◆ **Saved data entries**:
══════════════════════════════

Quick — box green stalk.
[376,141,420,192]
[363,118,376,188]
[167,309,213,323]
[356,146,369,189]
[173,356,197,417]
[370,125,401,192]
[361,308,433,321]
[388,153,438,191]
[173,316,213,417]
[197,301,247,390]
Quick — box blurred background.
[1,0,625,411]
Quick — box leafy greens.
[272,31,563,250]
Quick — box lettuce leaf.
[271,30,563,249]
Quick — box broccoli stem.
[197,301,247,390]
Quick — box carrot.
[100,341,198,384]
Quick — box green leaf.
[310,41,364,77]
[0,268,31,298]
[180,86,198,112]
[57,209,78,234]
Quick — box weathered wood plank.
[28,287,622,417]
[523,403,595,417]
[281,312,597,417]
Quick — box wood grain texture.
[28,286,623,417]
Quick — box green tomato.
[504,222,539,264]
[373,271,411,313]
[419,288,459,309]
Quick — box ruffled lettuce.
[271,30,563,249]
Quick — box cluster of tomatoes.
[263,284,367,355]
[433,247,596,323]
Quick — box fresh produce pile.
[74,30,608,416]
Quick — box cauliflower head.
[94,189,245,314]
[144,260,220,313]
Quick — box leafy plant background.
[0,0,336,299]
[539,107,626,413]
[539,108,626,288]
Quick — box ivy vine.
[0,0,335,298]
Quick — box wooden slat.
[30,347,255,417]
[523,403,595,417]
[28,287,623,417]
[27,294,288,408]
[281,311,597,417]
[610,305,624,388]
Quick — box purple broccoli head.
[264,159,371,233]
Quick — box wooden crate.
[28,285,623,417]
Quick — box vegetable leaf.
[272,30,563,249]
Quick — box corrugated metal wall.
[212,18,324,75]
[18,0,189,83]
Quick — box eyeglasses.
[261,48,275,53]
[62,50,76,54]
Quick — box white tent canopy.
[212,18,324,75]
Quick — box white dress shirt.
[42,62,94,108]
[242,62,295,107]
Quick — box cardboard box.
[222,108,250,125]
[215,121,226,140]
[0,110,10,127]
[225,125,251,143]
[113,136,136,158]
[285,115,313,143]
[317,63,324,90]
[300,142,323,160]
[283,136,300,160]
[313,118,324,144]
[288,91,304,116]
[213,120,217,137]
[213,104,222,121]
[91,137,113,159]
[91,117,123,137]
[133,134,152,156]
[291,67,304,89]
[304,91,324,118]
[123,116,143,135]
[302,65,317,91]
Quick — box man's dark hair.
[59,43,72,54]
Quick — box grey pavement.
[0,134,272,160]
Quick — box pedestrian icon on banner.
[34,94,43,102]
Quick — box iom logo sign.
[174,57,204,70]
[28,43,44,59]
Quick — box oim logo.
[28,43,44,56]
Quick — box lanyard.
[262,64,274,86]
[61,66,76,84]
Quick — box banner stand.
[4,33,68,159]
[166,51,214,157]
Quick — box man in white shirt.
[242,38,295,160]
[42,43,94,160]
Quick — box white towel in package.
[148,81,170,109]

══════════════════════════════

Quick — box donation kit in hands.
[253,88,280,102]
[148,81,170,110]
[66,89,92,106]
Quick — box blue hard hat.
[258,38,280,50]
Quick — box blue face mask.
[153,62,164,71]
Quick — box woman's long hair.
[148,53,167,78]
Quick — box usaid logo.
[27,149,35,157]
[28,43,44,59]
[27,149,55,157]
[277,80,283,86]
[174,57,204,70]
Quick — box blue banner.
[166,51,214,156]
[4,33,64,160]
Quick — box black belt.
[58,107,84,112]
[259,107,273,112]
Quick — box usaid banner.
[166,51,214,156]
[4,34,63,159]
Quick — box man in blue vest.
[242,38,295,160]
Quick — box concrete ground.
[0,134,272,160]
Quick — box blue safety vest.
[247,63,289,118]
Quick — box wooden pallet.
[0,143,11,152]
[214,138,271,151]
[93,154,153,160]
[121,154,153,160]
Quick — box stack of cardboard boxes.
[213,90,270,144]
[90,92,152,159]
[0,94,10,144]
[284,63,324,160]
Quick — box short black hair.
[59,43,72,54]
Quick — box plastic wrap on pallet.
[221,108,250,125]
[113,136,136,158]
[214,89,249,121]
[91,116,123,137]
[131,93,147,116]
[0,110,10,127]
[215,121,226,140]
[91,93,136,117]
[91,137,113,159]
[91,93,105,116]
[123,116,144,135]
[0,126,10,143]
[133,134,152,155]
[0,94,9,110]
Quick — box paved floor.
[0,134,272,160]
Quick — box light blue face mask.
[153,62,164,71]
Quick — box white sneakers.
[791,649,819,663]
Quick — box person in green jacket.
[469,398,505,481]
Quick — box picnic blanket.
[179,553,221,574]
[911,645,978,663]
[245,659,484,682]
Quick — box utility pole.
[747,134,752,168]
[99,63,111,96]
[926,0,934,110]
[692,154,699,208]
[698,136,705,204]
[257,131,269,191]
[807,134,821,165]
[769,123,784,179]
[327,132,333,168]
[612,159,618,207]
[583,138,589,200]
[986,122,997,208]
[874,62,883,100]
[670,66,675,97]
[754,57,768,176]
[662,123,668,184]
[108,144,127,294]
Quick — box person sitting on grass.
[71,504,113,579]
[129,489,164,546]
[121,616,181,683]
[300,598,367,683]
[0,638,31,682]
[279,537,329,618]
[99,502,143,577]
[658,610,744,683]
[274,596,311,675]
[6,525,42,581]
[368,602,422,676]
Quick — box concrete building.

══════════════════════════════

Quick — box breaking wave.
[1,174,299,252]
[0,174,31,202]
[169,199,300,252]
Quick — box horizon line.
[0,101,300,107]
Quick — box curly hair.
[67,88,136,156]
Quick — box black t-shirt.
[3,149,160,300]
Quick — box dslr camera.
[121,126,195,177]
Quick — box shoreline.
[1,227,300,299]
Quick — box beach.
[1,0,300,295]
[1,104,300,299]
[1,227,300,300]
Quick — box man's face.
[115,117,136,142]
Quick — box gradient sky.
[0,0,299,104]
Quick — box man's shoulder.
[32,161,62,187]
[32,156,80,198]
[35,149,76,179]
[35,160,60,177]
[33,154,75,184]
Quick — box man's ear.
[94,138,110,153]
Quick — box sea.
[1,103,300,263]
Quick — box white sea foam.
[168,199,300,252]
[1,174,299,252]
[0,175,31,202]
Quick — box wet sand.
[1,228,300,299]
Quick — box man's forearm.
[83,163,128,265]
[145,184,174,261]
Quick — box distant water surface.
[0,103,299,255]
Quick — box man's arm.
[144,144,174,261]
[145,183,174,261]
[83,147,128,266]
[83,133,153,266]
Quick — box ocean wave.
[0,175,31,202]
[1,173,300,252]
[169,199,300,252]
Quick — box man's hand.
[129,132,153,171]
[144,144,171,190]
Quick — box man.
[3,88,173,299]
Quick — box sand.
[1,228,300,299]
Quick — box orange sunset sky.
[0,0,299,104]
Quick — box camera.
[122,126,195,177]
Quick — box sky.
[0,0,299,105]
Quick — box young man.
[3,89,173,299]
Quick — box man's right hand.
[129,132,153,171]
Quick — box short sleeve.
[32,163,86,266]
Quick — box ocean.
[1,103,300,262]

══════════════════════════════

◆ **What you have to do**: From the records above, print exactly the lines that run from the line with "Quick — box person sitting on grass." to the line with "Quick — box concrete building.", inclusive.

◆ **Solution for this task**:
Quick — box person sitting on grass.
[71,504,113,579]
[129,489,164,546]
[121,616,181,683]
[300,598,367,683]
[0,638,31,682]
[279,537,329,618]
[99,502,143,577]
[658,610,744,683]
[274,596,311,675]
[6,525,42,581]
[368,602,422,676]
Quick — box concrete building.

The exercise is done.